## REQUIRED TASK
Reproduce the data verbatim, everything from its first line down to and including the line that contains "point(192, 207)".

═════ RECORDS FOR THE TASK ═════

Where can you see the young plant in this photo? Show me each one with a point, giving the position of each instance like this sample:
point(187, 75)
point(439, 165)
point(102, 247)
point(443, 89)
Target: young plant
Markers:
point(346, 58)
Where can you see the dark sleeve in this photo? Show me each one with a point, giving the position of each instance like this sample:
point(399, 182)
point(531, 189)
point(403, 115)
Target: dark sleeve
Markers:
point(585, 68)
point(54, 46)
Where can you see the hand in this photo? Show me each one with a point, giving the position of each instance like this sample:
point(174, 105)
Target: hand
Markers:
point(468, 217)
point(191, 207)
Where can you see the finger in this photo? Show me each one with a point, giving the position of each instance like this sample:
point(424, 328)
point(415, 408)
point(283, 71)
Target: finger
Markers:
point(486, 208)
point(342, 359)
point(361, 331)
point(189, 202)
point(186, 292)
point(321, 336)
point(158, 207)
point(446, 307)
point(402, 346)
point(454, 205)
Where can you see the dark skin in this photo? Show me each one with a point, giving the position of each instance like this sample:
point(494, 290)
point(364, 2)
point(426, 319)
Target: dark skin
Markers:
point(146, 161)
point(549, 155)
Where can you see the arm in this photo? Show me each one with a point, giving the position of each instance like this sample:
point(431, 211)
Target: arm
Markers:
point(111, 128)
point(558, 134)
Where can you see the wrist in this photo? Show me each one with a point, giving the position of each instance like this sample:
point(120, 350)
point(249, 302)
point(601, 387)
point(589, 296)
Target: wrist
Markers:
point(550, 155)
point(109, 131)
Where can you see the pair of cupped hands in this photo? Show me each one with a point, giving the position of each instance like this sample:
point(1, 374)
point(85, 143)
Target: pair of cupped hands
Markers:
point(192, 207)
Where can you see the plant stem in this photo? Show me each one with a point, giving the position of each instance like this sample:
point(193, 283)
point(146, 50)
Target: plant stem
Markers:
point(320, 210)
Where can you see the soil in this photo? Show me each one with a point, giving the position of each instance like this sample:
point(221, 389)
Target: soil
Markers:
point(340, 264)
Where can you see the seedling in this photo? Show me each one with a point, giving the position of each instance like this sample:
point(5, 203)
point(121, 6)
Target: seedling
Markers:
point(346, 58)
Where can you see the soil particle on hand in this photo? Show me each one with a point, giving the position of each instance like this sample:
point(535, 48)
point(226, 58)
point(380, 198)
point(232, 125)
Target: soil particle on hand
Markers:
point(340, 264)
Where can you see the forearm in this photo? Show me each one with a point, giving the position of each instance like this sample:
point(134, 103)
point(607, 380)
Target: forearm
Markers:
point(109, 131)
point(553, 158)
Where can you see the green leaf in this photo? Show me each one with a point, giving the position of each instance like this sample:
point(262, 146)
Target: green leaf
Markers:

═════

## THE COMPLETED TASK
Where can you see the young plant in this photo? Show me each one with a point, giving the position of each instance like this sample:
point(187, 75)
point(439, 165)
point(102, 247)
point(443, 89)
Target: young plant
Markers:
point(346, 58)
Where can you see the dark sleeve in this photo? Show me each one with a point, giving the position of each instance like this sample:
point(399, 182)
point(531, 189)
point(403, 115)
Target: dark sleeve
Markers:
point(585, 68)
point(54, 46)
Where can you see the hand in this photo? Show me each one with a point, giving the position of each instance like this sample:
point(174, 105)
Target: hand
Markers:
point(468, 217)
point(191, 207)
Where can you see the finger in this photo? Show me each one with a point, giving the position of each instance like this sample:
point(424, 328)
point(415, 408)
point(283, 71)
Target: finger
Markers:
point(486, 208)
point(342, 359)
point(361, 331)
point(189, 202)
point(186, 292)
point(321, 336)
point(158, 207)
point(446, 307)
point(402, 346)
point(454, 205)
Where can you see the dark skin in this photo? Show me each one with a point, giving the position of each instance like this sample:
point(494, 290)
point(364, 2)
point(426, 319)
Target: dark skin
Markers:
point(146, 161)
point(549, 155)
Where can you see the arm in this photo? Show me each one with a point, giving the position of each instance like this sample:
point(431, 211)
Target: arm
Markers:
point(111, 128)
point(558, 134)
Where can you see the wrist in this photo? Show me each one with a point, giving the position of each instance like this sample:
point(120, 350)
point(249, 302)
point(601, 387)
point(589, 296)
Target: wrist
Markers:
point(550, 155)
point(109, 131)
Where can you see the pair of cupped hands in this photo? Show me each one with a point, giving the position of each instance like this sample:
point(1, 374)
point(85, 143)
Target: pair of cupped hands
Markers:
point(192, 207)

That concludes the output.